> DATA LISTING:
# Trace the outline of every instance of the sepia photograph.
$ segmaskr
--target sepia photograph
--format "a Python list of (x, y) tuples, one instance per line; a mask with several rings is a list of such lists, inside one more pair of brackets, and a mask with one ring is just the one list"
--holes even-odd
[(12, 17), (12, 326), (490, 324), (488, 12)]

> ACTION ITEM: Emit, unaltered, the lines from the top of the listing down through the line that holds "--target sepia photograph"; emit nothing else.

> REPLY TO THE TASK:
# Trace the outline of every instance of the sepia photograph.
$ segmaskr
--target sepia photograph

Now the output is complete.